THE INPUT >>
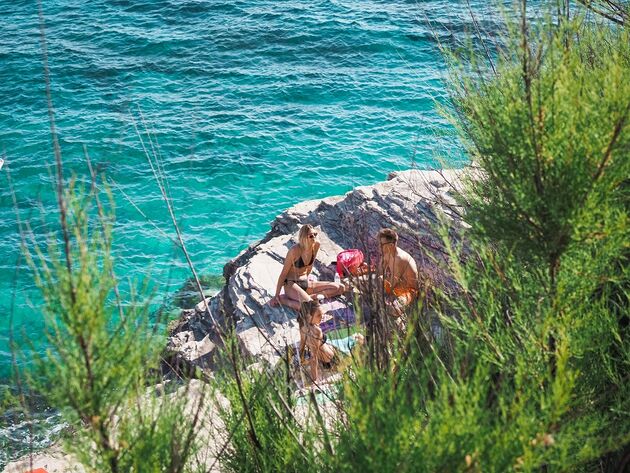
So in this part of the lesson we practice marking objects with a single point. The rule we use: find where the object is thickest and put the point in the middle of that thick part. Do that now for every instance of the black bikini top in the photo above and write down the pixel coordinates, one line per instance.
(300, 262)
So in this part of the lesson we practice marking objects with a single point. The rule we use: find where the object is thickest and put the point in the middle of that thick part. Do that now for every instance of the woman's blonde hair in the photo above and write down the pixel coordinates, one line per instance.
(303, 235)
(307, 309)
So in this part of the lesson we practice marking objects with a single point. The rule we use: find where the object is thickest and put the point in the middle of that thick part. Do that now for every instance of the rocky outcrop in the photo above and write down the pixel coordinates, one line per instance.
(411, 202)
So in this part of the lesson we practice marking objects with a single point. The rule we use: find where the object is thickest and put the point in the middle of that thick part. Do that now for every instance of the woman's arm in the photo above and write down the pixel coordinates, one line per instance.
(315, 250)
(302, 345)
(288, 264)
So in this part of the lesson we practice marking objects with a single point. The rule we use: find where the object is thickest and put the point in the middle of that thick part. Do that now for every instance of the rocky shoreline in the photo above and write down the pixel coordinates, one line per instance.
(410, 201)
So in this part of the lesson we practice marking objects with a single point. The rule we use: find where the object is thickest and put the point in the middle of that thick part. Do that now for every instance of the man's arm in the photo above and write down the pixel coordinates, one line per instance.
(411, 273)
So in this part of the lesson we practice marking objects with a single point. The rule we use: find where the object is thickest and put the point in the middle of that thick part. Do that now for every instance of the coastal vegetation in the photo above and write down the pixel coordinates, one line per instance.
(524, 368)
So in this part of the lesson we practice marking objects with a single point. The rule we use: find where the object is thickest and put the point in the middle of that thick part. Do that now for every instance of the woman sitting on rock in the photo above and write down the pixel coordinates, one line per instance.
(297, 267)
(320, 348)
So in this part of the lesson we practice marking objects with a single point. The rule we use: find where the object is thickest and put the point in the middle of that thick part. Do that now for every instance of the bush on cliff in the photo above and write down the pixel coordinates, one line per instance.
(532, 372)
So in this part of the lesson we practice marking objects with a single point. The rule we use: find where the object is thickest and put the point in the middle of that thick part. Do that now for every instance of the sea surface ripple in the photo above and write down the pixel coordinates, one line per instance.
(254, 105)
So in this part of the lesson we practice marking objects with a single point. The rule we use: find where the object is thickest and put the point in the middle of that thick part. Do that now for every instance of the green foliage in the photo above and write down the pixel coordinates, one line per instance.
(269, 433)
(530, 369)
(550, 133)
(100, 354)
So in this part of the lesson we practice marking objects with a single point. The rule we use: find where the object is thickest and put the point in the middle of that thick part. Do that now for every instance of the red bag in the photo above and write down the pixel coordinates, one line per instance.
(348, 261)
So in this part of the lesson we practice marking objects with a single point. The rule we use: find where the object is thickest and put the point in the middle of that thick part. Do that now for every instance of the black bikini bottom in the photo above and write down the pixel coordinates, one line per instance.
(302, 283)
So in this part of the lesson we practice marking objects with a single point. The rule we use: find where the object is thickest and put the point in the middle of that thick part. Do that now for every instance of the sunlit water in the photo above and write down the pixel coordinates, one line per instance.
(255, 106)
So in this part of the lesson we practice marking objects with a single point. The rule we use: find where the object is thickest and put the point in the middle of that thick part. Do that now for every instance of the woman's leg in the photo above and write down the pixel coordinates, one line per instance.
(326, 288)
(294, 296)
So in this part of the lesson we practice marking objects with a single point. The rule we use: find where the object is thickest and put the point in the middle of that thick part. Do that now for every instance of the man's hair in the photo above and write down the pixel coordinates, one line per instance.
(388, 234)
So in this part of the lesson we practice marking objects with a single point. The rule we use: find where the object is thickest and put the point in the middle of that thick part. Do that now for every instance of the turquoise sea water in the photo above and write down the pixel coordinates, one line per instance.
(256, 105)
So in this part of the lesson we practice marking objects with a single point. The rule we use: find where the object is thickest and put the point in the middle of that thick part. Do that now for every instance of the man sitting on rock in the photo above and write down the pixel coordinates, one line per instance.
(399, 272)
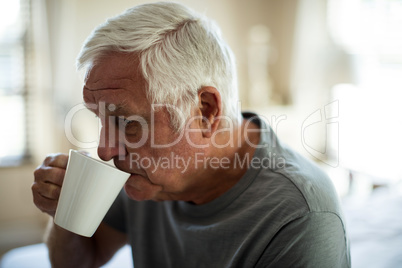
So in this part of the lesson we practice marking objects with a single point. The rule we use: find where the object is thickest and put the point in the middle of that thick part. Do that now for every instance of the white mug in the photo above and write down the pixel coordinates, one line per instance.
(88, 191)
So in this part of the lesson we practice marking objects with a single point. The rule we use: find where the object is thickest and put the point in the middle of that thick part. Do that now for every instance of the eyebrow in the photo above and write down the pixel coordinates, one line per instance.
(115, 110)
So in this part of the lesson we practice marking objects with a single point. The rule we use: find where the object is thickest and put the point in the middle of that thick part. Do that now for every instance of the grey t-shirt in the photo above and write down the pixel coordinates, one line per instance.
(284, 212)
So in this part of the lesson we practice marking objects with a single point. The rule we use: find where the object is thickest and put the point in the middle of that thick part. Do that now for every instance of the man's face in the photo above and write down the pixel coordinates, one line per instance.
(139, 139)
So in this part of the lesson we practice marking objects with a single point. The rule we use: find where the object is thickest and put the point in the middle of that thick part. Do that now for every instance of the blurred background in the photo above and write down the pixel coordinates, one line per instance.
(326, 74)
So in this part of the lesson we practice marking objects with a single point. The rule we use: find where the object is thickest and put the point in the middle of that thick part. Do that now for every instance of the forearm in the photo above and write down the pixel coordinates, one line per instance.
(67, 249)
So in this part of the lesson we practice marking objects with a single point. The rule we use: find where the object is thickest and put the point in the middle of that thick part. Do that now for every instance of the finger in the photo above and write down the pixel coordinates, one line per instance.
(56, 160)
(44, 204)
(47, 190)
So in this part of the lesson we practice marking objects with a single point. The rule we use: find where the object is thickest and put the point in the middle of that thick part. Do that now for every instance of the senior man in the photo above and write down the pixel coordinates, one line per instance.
(209, 186)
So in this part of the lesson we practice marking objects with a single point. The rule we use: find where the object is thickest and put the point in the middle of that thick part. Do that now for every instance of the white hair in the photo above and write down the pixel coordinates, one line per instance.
(179, 52)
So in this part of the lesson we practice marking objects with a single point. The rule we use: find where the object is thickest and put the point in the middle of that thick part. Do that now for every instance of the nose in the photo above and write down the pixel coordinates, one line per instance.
(111, 145)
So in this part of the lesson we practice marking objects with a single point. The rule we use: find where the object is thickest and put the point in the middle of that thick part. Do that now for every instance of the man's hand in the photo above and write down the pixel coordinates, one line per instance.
(47, 182)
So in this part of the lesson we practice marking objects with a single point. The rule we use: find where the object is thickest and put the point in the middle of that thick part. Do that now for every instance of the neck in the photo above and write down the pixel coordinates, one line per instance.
(223, 172)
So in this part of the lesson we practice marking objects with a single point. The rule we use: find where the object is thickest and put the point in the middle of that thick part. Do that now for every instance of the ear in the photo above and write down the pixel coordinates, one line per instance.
(210, 106)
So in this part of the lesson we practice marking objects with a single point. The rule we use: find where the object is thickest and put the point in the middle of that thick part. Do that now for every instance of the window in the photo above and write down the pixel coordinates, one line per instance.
(13, 47)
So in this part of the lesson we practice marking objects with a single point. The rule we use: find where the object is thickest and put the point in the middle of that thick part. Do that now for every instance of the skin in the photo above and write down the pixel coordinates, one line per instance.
(114, 90)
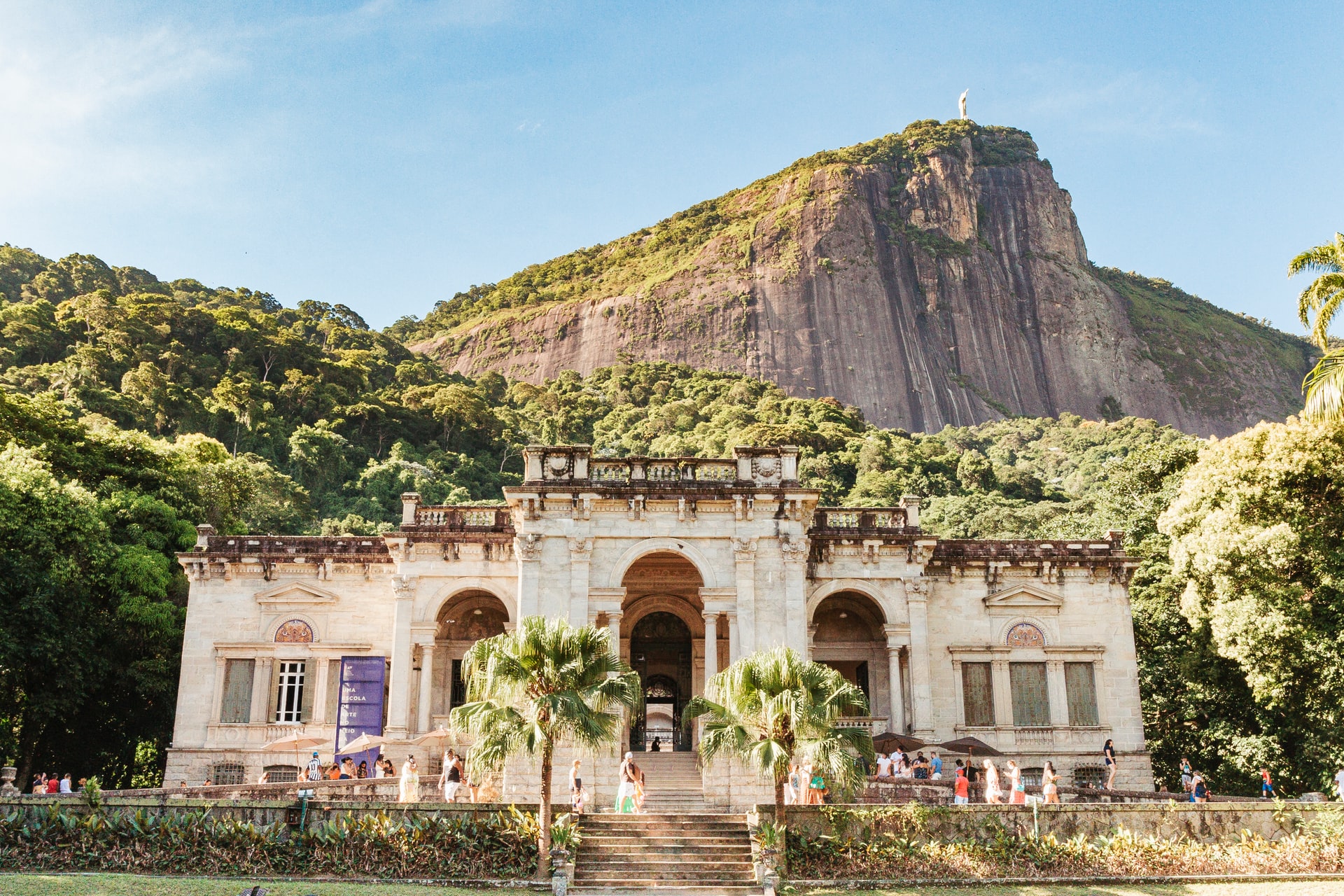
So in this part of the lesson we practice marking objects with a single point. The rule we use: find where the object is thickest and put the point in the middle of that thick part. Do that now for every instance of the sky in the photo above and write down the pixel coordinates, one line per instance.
(388, 153)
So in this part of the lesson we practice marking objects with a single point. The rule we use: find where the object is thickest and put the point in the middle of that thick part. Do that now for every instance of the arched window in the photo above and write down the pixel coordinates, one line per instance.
(295, 631)
(1026, 636)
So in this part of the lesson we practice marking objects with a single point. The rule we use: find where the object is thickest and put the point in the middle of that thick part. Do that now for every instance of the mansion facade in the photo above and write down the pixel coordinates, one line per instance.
(690, 564)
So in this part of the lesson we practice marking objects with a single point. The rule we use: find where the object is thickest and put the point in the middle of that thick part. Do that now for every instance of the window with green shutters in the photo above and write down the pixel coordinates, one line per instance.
(1030, 696)
(977, 694)
(235, 706)
(1081, 687)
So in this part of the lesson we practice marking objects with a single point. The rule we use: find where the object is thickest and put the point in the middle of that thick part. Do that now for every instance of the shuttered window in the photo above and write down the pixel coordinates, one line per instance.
(1030, 697)
(1081, 687)
(235, 706)
(977, 694)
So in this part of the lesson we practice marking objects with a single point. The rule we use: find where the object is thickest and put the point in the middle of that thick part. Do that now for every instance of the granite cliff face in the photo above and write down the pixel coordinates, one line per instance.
(934, 277)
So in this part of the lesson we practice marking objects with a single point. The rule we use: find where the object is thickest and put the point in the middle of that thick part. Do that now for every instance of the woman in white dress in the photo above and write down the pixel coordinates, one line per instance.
(410, 782)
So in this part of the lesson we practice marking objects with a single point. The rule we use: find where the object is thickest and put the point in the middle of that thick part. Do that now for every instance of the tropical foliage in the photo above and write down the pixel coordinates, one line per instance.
(773, 708)
(540, 685)
(499, 846)
(1317, 307)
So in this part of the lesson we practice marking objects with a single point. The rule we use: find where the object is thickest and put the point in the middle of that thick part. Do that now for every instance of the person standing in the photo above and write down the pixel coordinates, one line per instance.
(451, 778)
(1108, 754)
(1050, 783)
(409, 789)
(961, 789)
(992, 794)
(625, 793)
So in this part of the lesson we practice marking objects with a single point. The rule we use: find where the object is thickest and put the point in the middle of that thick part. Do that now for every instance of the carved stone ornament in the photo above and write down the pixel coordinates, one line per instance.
(1026, 636)
(295, 631)
(527, 547)
(793, 550)
(765, 469)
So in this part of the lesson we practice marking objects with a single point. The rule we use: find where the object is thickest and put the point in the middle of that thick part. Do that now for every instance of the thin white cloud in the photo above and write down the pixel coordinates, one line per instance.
(1142, 104)
(80, 106)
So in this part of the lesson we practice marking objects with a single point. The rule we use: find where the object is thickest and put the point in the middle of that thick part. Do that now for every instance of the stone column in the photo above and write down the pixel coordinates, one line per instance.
(581, 552)
(1058, 694)
(426, 685)
(261, 691)
(711, 647)
(613, 626)
(743, 555)
(400, 687)
(897, 718)
(734, 644)
(921, 684)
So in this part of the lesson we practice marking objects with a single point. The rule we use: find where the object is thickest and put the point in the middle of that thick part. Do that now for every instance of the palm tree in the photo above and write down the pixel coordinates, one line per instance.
(774, 706)
(537, 687)
(1324, 386)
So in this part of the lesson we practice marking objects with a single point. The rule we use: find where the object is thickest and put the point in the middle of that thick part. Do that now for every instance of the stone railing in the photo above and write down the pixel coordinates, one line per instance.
(464, 519)
(862, 520)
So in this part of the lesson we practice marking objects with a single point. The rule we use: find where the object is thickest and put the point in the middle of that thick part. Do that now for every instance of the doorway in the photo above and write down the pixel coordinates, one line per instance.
(660, 653)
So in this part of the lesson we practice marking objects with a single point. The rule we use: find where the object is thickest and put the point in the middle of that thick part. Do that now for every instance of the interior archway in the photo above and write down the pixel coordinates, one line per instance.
(464, 620)
(662, 620)
(847, 634)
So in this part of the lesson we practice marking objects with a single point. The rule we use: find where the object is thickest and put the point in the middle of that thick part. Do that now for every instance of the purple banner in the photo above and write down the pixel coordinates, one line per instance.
(360, 706)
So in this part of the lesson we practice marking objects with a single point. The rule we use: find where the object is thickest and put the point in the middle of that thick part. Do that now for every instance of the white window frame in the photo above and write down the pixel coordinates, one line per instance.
(290, 679)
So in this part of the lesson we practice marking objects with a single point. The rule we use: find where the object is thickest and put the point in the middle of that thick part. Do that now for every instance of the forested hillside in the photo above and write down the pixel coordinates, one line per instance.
(134, 409)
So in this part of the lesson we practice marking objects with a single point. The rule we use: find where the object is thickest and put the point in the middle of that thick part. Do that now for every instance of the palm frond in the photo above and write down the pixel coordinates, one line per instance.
(1324, 387)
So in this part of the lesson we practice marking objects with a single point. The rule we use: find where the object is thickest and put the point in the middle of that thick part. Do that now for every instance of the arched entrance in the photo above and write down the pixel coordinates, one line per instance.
(463, 621)
(663, 617)
(847, 636)
(662, 653)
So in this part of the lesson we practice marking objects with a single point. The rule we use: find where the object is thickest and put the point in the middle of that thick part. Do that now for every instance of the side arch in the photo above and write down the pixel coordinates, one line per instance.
(457, 586)
(667, 546)
(858, 586)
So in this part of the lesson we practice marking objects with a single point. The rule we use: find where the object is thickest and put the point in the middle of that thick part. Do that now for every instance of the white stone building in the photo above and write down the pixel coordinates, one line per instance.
(1027, 645)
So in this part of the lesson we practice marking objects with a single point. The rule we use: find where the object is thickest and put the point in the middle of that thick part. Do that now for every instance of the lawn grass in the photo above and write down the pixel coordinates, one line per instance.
(147, 886)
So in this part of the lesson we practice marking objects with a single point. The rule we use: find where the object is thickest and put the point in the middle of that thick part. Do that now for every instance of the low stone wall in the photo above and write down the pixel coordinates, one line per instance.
(260, 812)
(1206, 822)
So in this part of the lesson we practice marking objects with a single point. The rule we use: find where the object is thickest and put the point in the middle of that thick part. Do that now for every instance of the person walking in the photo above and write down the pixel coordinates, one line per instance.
(1050, 783)
(451, 778)
(961, 789)
(625, 793)
(992, 794)
(409, 785)
(575, 788)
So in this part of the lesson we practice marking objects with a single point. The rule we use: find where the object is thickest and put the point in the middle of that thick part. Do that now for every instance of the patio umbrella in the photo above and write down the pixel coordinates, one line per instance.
(436, 736)
(971, 746)
(296, 742)
(890, 742)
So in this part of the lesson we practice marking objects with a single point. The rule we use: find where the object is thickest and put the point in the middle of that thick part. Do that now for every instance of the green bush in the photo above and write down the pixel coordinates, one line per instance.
(489, 846)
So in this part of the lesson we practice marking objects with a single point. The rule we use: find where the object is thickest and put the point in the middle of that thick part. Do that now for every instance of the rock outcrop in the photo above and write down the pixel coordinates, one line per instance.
(936, 277)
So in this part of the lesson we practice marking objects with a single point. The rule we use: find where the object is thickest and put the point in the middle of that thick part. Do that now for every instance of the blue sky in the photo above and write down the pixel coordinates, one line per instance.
(388, 153)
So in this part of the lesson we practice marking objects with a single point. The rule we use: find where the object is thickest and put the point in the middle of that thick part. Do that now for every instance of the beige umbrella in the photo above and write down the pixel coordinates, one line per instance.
(436, 736)
(296, 742)
(363, 743)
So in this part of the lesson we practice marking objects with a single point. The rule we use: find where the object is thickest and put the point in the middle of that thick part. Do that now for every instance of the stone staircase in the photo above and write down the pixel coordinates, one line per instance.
(672, 782)
(683, 852)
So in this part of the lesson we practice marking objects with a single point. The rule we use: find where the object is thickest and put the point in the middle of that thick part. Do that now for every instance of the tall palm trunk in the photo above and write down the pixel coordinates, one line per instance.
(543, 841)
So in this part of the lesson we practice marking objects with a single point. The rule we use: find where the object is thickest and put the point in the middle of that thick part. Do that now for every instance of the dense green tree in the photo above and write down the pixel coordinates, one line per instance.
(534, 688)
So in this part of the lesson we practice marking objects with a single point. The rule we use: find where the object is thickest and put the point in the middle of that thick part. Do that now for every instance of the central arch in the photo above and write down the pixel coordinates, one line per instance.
(663, 618)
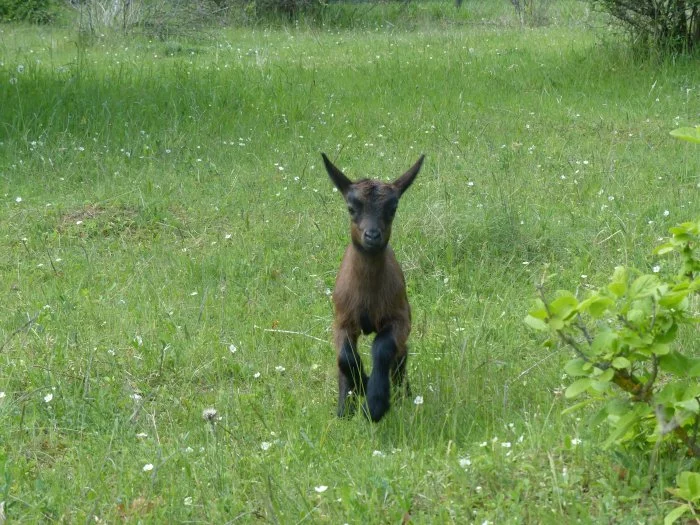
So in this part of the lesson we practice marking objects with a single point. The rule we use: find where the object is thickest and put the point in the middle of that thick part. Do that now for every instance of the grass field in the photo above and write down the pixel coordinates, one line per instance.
(169, 242)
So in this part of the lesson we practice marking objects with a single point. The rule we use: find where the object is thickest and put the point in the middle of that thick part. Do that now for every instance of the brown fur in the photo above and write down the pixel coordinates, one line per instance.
(370, 293)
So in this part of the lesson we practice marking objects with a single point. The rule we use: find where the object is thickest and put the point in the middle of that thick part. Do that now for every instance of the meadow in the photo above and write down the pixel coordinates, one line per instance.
(169, 241)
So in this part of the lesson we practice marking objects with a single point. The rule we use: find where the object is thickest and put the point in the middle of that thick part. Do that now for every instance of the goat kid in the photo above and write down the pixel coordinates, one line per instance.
(370, 294)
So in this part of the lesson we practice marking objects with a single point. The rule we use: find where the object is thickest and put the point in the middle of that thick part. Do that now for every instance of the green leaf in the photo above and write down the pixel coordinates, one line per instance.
(576, 367)
(621, 362)
(665, 248)
(578, 406)
(618, 285)
(604, 342)
(618, 407)
(578, 387)
(671, 299)
(687, 134)
(535, 323)
(622, 426)
(563, 306)
(644, 286)
(668, 336)
(676, 513)
(675, 363)
(659, 349)
(689, 483)
(596, 305)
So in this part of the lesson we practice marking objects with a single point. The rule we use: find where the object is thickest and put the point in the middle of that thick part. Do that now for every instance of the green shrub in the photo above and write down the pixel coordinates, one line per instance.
(35, 11)
(666, 24)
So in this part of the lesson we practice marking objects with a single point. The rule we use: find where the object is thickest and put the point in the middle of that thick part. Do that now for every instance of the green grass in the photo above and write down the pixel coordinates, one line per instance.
(173, 204)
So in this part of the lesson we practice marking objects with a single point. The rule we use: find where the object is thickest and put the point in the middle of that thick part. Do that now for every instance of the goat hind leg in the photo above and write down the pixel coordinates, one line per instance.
(351, 377)
(398, 376)
(379, 384)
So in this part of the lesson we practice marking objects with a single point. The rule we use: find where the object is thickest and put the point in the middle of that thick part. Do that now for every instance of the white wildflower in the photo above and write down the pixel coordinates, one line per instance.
(209, 414)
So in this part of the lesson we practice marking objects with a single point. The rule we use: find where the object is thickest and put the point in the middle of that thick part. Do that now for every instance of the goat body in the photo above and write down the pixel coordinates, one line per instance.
(370, 294)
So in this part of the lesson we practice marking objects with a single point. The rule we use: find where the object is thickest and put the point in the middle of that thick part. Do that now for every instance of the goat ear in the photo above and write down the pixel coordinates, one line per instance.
(405, 180)
(338, 177)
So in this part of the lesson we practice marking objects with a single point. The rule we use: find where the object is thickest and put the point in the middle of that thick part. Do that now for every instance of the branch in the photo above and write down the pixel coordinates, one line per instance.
(29, 322)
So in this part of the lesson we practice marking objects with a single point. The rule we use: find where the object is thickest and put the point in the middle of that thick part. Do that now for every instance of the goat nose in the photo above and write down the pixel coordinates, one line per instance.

YOUR GOAL >>
Find the line that contains "the goat body". Repeat it and every line after it, exactly as written, up to and including the last line of the records above.

OUTPUT FOR THIS TASK >>
So in this part of the lesson we practice marking objects with a single point. The rule we use: find where the object is thickest and put the point in the middle of that thick part. Do that now for every instance of the goat body in the photo above and write down the pixel coordinates, one line per instance.
(370, 294)
So in this part of the lesson we practice marking objects with a single point. The rule we use: find where the object is thickest and put the point in the middle of that thick part. Do that now for every instance of the goat ear in the photo above and write down the pixel coordinates, one line per instance.
(405, 180)
(338, 177)
So in this part of the lesson we practice marking objects with a single point. The rule we use: find where the object is thickest and put the point in the middle of that thick part. Do that now for every instance of the branch in the photo above and write down the pixel coordinates, one line per instance.
(29, 322)
So in this part of the lesson we practice marking objects with a single point. The rule we use: find where the object is thickest and put the point in the middle of that thick part. Do that now for every instance of the goat nose in the photo above and write down the pixel coordinates, one line per instance.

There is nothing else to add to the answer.